* **SHORT PROBLEM 1**
Set out the rows below as a numbered list, starting at the line that contains "Highlight white half" and ending at the last of the rows, with blank lines and the pictures left out.

* **PROVIDED PASSAGE**
--- Begin ---
In the event the Shares purchasable pursuant to the exercise of this
Option have not been registered under the Securities Act of 1933, as amended, at
the time this Option is exercised, the certificate for the Shares shall bear
appropriate legends.
4. METHOD OF PAYMENT.
Payment of the exercise price shall be in full at the time of exercise
in cash or by check payable to the order of the ▇▇▇▇▇▇▇ Trust.
5. RESTRICTIONS ON EXERCISE.
This Option may not be exercised if the issuance of such Shares upon
such exercise or the method of payment of consideration for such Shares would
constitute a violation of the Securities Act of 1933, as amended, or of any
applicable law. As a condition to the exercise of this Option, the ▇▇▇▇▇▇▇ Trust
may require Optionee to make any representation and warranty to the ▇▇▇▇▇▇▇
Trust as may be necessary or appropriate, in the judgment of the ▇▇▇▇▇▇▇ Trust,
to comply with any Applicable Law.
6. ADJUSTMENT FOR REORGANIZATIONS, STOCK SPLITS, ETC.
--- End ---
* **SOURCE RECORDS**
--- Begin ---
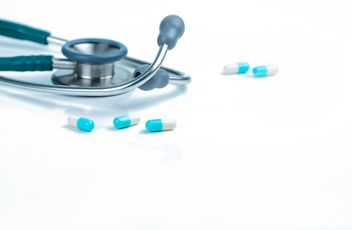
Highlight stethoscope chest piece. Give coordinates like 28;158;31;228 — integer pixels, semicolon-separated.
0;15;191;97
52;38;132;87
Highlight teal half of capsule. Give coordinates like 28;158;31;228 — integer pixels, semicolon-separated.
77;117;94;132
113;115;131;129
237;62;250;74
253;66;268;77
145;119;163;132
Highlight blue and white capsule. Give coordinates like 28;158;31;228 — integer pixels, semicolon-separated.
113;114;141;129
222;62;250;74
252;65;279;77
145;119;176;132
67;116;94;132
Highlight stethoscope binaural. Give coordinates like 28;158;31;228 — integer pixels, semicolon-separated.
0;15;191;96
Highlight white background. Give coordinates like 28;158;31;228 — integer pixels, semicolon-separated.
0;0;352;230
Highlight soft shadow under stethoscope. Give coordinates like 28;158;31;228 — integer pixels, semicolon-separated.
0;86;187;116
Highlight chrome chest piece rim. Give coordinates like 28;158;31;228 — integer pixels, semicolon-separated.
52;38;131;87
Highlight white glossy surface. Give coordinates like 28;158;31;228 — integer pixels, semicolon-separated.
0;0;352;230
266;64;279;76
222;62;238;74
67;116;79;128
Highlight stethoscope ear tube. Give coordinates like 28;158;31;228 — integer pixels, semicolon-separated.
0;19;50;45
0;15;191;97
0;55;53;71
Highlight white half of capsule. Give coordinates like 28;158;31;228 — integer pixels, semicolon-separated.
162;119;176;131
222;62;250;74
222;63;239;74
128;113;141;126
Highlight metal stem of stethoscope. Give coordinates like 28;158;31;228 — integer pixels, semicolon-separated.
0;16;191;96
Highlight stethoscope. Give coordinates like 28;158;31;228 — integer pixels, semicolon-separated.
0;15;191;96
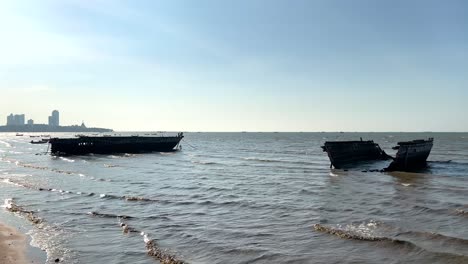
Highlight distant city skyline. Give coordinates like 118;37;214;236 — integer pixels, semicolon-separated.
0;0;468;132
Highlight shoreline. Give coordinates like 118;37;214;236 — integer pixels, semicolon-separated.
0;222;30;264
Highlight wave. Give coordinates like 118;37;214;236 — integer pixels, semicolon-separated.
191;160;219;165
395;231;468;246
87;211;134;219
4;198;43;225
60;157;75;162
104;164;120;168
313;224;468;263
88;212;187;264
3;198;76;263
99;193;159;202
0;140;11;148
455;208;468;216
--- End ---
* **SHORT PROBLEM 2**
Transcribe the option agreement passage, starting at "In the event" and ending at "METHOD OF PAYMENT.".

* **EXPECTED ANSWER 1**
1. Highlight white half of capsule. Give coordinates like 28;158;31;228 — integer pixels, semicolon-separated.
2. 162;119;176;131
3. 222;62;250;74
4. 222;63;239;74
5. 128;113;141;126
6. Highlight metal stem of stethoscope. Give coordinates like 28;158;31;228 — integer pixels, semicolon-separated.
7. 0;16;191;96
8. Highlight stethoscope. Give coordinates like 28;158;31;228 — integer pixels, semicolon-separated.
9. 0;15;191;96
10. Highlight distant city skyline. Give coordinates like 118;37;214;236 — integer pixels, semicolon-separated.
11. 0;0;468;132
12. Highlight shoreline. Give coordinates like 118;37;214;236 — integer pixels, semicolon-separated.
13. 0;222;30;264
14. Highlight wave. Give coordinates like 118;37;214;236 — integer pixels, semicolon-separated.
15. 191;160;219;165
16. 395;231;468;246
17. 87;211;134;219
18. 4;198;43;225
19. 60;157;75;162
20. 104;164;120;168
21. 313;224;468;263
22. 88;212;187;264
23. 3;198;76;263
24. 99;193;159;202
25. 0;140;11;148
26. 455;208;468;216

* **EXPECTED ANSWER 2**
In the event the Shares purchasable pursuant to the exercise of this
Option have not been registered under the Securities Act of 1933, as amended, at
the time this Option is exercised, the certificate for the Shares shall bear
appropriate legends.
4. METHOD OF PAYMENT.